— TASK OBJECTIVE —
Retype, without any change, the stretch of the items below from the line containing "Indicate a point on each instance of the window" through the line containing "Query: red sash belt", with both of those lines included.

------ PROVIDED INFORMATION

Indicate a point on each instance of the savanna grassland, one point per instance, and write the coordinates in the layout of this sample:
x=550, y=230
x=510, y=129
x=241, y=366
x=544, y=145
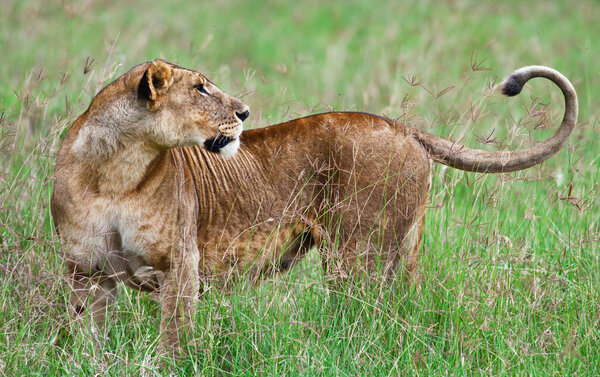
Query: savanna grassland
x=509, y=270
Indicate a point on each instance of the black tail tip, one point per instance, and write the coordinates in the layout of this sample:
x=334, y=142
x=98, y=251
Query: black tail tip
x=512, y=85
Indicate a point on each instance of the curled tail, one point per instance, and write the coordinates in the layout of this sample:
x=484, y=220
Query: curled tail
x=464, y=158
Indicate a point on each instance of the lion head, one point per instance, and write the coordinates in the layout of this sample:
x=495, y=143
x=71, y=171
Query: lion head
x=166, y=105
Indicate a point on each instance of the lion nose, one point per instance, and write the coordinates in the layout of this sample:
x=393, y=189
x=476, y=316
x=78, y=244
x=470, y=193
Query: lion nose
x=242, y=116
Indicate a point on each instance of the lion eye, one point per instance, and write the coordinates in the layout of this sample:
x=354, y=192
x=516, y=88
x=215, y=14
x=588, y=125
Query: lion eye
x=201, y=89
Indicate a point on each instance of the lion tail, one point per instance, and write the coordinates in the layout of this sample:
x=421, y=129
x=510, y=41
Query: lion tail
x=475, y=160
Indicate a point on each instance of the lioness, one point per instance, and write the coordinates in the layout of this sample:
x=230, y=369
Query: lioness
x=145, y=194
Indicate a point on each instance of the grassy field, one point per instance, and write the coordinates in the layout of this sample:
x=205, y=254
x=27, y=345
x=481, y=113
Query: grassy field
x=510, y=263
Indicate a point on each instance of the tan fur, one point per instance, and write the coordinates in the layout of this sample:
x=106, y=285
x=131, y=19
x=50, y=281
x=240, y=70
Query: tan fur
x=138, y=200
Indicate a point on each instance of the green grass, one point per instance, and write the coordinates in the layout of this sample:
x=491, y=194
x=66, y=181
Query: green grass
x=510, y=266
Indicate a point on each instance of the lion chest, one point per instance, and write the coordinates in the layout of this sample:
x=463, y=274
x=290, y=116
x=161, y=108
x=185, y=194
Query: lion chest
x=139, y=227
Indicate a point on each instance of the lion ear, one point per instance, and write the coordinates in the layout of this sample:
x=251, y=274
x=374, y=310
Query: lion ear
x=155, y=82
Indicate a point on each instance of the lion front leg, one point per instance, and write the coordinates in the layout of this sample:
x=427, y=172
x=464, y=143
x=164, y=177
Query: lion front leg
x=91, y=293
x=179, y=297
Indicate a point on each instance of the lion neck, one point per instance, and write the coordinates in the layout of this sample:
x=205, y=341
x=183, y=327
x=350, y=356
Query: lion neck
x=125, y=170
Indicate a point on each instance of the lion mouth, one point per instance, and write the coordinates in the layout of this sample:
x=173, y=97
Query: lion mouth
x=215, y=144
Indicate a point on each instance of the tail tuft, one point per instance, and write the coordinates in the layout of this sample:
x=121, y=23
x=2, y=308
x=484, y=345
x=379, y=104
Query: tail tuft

------------
------ PROVIDED INFORMATION

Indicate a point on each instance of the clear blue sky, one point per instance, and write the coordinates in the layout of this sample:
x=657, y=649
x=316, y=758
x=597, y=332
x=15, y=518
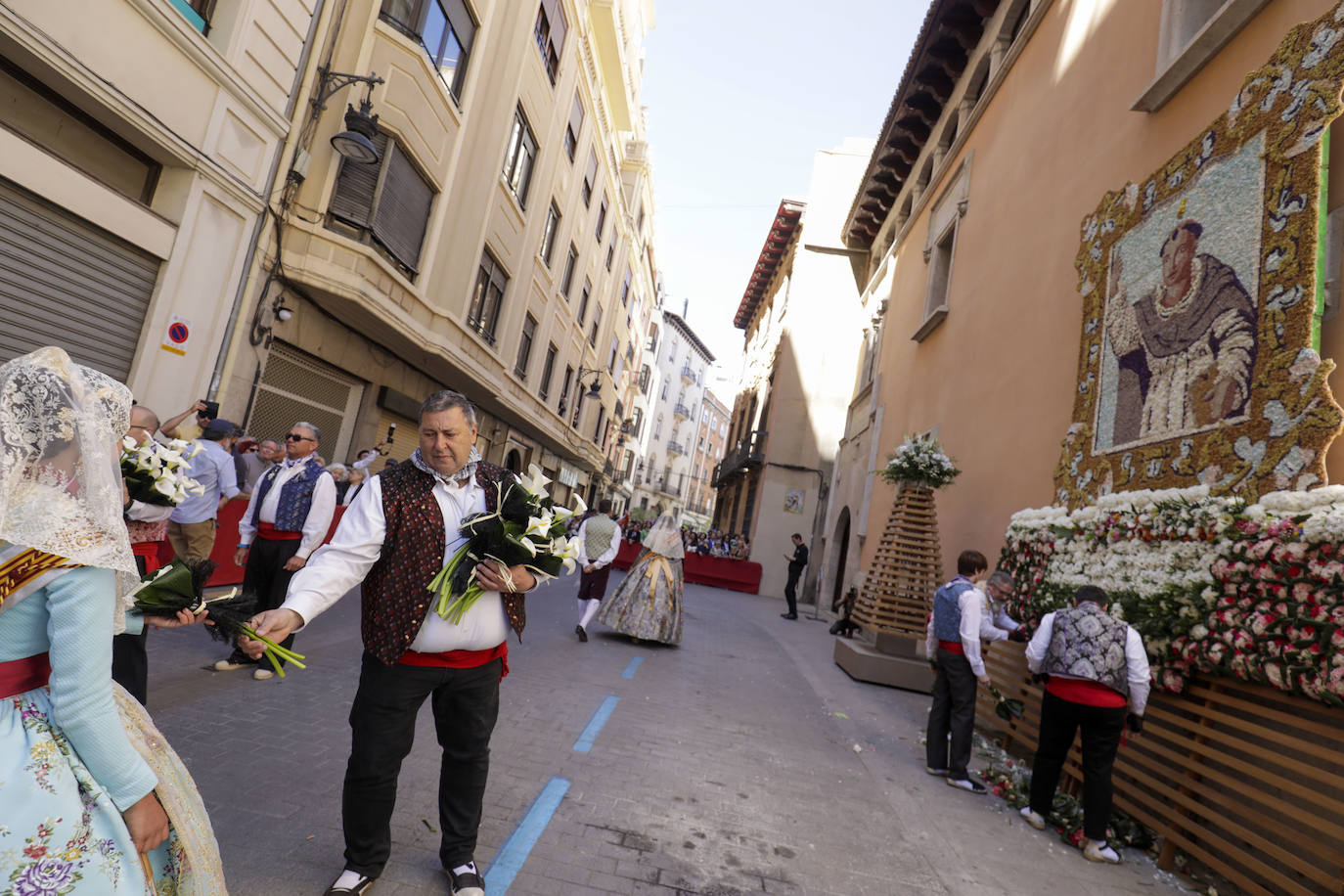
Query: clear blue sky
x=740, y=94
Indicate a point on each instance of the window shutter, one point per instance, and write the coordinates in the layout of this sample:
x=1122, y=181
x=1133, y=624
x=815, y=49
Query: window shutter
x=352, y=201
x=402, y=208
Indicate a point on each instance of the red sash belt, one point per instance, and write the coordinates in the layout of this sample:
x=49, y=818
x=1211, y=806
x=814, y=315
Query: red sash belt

------------
------ PROVIDED INFORMATION

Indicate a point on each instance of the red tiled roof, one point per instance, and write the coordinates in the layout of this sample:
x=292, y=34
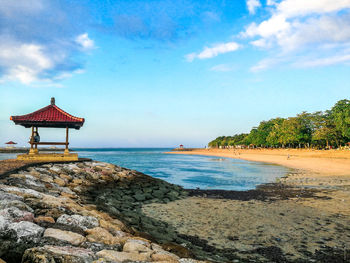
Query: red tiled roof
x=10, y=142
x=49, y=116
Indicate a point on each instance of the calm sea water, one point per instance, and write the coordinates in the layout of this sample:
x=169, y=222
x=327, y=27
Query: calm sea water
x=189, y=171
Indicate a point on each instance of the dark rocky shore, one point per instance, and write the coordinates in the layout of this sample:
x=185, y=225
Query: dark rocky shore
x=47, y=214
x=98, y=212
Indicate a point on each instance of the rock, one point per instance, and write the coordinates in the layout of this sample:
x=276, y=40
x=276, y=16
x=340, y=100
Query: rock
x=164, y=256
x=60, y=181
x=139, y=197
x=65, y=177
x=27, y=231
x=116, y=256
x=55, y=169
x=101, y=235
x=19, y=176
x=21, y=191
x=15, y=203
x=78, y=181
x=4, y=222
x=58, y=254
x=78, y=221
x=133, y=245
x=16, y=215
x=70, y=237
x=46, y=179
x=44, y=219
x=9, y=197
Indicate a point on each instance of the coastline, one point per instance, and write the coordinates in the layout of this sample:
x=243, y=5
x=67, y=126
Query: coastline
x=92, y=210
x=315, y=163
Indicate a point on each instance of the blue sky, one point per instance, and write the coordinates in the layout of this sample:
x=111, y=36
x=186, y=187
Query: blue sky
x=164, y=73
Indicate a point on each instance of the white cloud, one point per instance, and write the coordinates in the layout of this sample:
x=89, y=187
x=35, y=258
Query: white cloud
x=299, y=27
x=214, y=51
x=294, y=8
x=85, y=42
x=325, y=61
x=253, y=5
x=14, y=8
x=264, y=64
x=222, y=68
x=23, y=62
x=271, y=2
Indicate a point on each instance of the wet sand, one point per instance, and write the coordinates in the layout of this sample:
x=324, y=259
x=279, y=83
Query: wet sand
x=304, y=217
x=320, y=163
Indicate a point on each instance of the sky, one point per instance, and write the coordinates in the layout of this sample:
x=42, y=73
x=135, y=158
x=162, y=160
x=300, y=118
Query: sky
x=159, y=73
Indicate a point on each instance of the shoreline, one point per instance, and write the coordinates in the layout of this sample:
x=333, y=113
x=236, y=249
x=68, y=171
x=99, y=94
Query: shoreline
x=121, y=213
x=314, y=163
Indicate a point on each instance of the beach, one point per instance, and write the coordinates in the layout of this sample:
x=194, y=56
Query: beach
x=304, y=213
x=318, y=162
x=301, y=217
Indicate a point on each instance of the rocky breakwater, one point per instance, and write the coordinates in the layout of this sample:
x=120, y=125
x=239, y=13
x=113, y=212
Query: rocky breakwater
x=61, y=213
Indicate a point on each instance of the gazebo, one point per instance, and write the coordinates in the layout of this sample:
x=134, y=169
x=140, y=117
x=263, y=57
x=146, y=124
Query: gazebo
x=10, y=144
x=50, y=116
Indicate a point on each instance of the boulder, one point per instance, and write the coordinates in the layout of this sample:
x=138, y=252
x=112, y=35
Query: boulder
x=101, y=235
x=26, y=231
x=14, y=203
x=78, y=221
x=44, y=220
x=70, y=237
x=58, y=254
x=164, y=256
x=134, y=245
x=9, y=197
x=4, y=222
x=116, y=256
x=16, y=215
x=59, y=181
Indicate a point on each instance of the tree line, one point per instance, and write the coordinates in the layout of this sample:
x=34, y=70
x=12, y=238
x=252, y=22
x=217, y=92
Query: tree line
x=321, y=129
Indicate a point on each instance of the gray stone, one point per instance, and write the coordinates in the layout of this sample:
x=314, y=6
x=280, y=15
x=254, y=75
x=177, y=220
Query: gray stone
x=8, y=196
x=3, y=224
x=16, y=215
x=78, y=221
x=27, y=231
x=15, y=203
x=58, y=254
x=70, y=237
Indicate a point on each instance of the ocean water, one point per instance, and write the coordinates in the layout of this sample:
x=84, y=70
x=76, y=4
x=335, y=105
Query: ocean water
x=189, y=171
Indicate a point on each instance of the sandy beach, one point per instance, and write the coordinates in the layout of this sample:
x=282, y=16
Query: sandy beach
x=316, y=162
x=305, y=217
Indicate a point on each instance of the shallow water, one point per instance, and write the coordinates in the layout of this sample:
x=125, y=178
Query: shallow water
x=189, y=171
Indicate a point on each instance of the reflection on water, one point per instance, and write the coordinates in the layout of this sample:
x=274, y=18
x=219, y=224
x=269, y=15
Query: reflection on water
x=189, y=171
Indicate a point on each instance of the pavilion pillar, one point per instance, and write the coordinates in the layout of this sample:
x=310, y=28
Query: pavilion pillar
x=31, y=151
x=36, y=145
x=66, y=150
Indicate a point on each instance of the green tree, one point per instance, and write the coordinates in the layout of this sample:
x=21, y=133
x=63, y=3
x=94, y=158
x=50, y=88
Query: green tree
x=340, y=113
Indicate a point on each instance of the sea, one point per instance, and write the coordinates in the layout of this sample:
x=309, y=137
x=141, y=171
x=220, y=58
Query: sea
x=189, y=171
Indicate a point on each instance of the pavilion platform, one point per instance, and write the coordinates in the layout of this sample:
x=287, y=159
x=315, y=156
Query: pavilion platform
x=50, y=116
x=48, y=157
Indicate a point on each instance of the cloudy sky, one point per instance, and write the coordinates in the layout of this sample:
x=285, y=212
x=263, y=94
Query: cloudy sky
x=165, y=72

------------

— COMPLETE RESPONSE —
Indicate a point on each instance of the window shutter, one point per instance, and write the coordinates in the layout of this sample:
x=1122, y=181
x=1133, y=624
x=815, y=49
Query: window shutter
x=352, y=201
x=402, y=208
Indicate a point on each instance of the red sash belt, one point per instance, and write the coordinates in the layout of this sample:
x=49, y=818
x=1211, y=806
x=814, y=315
Query: red sash belt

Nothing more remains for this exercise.